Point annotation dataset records
>> Start
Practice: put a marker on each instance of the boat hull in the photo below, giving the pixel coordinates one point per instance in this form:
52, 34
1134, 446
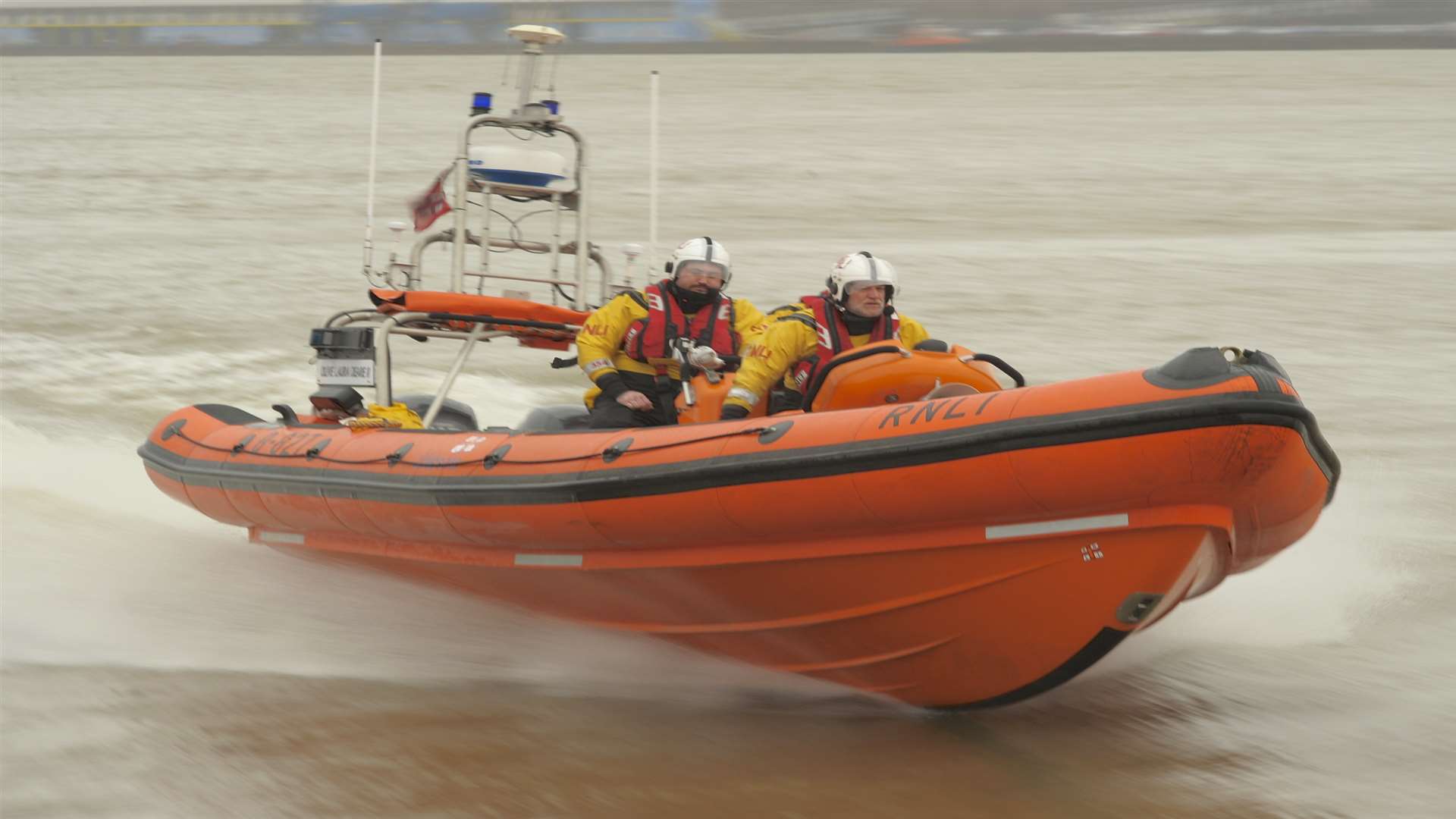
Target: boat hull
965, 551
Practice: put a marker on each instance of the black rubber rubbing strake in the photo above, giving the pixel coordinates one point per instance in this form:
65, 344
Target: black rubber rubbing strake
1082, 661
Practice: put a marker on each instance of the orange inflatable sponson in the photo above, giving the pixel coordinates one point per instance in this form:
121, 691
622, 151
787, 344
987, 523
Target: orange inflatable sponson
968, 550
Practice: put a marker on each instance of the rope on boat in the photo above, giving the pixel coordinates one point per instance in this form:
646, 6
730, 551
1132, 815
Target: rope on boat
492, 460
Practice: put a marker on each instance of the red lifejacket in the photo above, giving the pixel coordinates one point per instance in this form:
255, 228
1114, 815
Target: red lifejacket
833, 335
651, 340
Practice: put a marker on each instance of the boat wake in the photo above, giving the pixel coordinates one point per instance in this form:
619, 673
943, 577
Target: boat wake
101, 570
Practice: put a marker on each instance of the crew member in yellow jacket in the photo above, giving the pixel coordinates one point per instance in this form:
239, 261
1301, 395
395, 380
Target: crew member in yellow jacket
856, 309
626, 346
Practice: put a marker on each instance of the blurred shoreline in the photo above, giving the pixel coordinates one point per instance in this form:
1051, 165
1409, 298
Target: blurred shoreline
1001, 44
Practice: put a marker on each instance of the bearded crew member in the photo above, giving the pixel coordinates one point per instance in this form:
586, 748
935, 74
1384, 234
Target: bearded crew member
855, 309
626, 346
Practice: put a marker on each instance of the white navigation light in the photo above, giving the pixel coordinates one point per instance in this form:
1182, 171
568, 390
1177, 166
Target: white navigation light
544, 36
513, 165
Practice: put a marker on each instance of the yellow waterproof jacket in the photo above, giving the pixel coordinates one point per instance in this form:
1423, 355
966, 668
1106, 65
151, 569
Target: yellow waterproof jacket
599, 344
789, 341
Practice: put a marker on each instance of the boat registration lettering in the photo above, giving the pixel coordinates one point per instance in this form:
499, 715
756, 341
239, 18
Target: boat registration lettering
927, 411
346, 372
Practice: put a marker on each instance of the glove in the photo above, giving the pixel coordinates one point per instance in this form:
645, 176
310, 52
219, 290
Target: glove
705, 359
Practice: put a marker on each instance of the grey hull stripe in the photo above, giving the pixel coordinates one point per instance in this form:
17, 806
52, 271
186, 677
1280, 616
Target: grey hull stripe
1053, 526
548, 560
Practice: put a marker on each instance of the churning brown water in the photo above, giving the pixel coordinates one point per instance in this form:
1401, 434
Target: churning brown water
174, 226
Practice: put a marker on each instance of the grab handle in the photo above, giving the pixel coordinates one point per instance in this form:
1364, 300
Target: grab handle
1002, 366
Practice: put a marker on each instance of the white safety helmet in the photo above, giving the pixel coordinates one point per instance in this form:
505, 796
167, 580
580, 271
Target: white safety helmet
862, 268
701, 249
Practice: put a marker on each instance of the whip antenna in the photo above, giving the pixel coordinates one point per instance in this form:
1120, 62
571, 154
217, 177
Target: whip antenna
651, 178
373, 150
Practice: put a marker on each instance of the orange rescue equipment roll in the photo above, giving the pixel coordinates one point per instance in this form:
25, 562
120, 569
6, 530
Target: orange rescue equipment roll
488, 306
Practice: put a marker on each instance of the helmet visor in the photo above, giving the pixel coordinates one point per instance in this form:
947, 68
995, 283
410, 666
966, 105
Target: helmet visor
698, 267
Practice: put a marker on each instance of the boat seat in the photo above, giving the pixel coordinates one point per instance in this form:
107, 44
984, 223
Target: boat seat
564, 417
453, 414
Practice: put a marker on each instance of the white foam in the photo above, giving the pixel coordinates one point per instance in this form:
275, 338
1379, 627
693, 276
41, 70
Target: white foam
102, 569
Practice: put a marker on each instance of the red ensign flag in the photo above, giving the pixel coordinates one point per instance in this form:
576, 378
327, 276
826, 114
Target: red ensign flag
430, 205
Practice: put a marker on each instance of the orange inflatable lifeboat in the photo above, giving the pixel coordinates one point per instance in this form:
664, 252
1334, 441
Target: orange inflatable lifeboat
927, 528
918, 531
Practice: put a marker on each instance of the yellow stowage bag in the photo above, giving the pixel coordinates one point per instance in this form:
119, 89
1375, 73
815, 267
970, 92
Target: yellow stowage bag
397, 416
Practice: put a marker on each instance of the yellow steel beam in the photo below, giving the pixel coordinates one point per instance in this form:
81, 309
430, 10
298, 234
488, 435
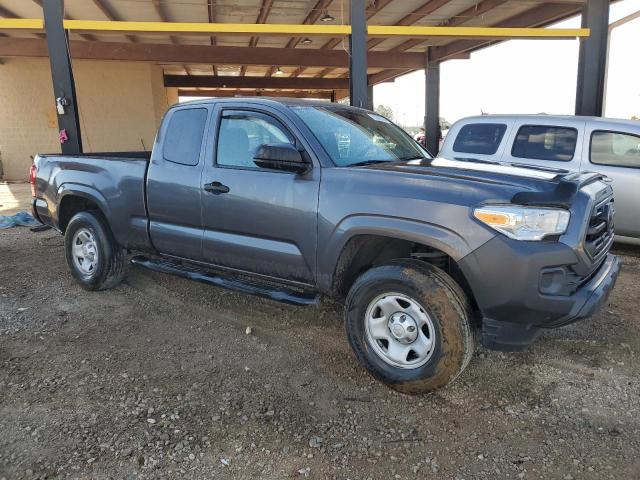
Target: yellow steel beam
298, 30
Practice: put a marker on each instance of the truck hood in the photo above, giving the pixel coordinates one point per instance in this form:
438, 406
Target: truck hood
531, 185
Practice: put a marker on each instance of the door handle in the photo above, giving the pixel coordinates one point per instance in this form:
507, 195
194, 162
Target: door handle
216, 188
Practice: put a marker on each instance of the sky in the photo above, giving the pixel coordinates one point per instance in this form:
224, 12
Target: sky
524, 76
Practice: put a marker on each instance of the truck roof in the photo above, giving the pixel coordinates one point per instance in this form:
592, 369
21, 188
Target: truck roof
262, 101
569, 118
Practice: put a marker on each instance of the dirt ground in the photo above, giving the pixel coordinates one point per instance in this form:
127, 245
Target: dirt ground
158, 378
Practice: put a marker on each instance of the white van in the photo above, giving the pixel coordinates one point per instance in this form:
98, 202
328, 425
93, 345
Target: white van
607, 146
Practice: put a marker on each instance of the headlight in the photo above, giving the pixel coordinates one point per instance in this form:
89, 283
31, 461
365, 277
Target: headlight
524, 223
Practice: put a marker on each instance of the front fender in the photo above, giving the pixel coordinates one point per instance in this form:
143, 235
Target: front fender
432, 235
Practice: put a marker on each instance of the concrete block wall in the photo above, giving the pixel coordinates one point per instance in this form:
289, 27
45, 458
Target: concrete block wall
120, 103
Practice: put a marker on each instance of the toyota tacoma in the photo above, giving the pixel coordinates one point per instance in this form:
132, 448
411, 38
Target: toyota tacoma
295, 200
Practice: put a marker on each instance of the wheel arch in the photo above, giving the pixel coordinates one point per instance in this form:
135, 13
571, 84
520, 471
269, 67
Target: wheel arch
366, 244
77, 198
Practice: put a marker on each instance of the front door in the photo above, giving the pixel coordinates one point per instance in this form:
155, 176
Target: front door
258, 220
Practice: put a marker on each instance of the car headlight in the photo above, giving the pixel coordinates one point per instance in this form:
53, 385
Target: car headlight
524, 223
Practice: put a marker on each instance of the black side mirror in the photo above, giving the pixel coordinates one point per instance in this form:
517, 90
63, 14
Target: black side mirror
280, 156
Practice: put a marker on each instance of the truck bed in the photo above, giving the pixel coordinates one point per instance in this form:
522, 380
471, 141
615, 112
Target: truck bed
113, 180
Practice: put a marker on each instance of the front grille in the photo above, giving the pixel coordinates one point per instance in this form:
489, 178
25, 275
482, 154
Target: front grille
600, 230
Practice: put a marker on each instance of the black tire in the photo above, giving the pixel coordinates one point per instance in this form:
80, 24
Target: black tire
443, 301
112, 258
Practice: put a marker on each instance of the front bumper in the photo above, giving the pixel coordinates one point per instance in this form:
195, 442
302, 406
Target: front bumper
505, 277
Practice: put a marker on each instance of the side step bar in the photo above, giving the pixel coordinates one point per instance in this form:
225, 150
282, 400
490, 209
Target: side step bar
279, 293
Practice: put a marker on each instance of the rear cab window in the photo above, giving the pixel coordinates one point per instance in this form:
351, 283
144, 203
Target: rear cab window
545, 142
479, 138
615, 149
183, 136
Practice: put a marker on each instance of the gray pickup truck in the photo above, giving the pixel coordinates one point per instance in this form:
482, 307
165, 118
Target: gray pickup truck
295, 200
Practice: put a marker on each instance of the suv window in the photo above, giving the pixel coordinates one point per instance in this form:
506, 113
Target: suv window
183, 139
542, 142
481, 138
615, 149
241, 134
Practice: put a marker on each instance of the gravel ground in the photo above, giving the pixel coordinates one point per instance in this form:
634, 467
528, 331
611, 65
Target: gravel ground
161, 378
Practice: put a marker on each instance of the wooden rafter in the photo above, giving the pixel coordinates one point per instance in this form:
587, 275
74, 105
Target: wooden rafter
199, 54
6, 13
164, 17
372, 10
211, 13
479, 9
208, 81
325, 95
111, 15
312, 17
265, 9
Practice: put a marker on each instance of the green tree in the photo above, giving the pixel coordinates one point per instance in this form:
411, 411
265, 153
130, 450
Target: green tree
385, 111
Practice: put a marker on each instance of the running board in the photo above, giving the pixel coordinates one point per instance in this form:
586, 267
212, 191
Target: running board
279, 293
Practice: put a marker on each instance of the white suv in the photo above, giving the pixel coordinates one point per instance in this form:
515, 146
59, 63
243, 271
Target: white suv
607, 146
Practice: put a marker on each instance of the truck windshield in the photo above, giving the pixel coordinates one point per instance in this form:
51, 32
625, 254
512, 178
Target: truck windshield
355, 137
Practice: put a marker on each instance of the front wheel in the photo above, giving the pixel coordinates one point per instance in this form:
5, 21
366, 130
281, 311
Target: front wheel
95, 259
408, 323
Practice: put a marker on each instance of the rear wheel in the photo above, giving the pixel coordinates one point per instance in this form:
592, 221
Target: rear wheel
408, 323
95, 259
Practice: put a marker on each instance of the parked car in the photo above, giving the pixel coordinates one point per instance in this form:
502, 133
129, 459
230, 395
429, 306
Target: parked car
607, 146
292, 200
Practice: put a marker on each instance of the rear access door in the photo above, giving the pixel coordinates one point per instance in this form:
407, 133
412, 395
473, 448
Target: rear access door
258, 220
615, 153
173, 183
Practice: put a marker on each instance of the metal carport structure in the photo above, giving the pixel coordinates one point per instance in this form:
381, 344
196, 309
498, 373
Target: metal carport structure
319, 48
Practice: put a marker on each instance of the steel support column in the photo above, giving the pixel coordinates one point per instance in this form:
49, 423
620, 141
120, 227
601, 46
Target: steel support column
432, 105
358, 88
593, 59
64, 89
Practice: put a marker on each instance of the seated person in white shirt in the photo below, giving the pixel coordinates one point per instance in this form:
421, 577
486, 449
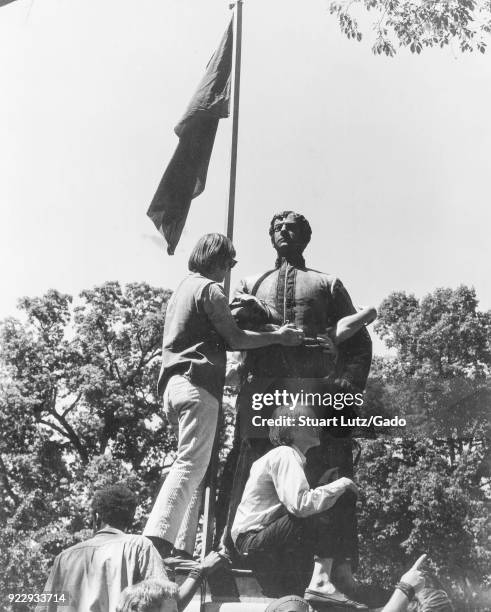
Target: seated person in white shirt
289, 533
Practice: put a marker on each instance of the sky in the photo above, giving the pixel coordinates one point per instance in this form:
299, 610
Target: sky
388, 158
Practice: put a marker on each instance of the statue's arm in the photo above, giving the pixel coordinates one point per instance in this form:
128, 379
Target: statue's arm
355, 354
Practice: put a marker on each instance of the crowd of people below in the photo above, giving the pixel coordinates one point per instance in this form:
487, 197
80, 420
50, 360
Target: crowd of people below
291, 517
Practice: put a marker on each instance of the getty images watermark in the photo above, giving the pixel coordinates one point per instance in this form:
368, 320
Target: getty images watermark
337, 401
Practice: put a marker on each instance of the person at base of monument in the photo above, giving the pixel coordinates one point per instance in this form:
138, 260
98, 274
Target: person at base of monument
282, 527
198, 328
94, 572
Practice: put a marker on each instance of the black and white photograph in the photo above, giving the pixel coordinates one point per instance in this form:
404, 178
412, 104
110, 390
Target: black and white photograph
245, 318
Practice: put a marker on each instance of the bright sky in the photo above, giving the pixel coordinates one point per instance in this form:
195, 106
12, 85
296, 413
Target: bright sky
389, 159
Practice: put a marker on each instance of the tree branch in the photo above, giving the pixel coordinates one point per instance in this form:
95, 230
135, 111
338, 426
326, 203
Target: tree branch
>> End
Task requirements: Repeat word for word every line from the one that holds "Practice: put a marker on each instance of the getty" to the end. Both ends count.

Full response:
Practice: put a marker on each instance of the getty images watermark in the photo above, giving the pixel coordinates one point per instance in this form:
368, 320
Target: getty images watermark
337, 401
Practice: put a marker on each instance of the person at base of monument in the photo above, giving the pixel coordinates one point per instance in this form:
138, 260
98, 274
Target: person at base of monument
282, 527
198, 328
94, 572
Practice: put a marker on each instance of the black and white photograph in the photo above, giving the pixel coordinates one point per instance in this form:
404, 178
412, 104
110, 390
Target: black and white photograph
245, 318
Practice: put a marker on each instance of the bright sky in the photo above, giving the pixel coordinates one point per instance in this form:
195, 106
12, 85
296, 413
Target: bright sky
389, 159
Practice: put a marker on each instance of the tree branch in the photo above, giving the pixel coordinates one point per instance in this form:
95, 230
135, 111
338, 426
326, 203
Target: tree branch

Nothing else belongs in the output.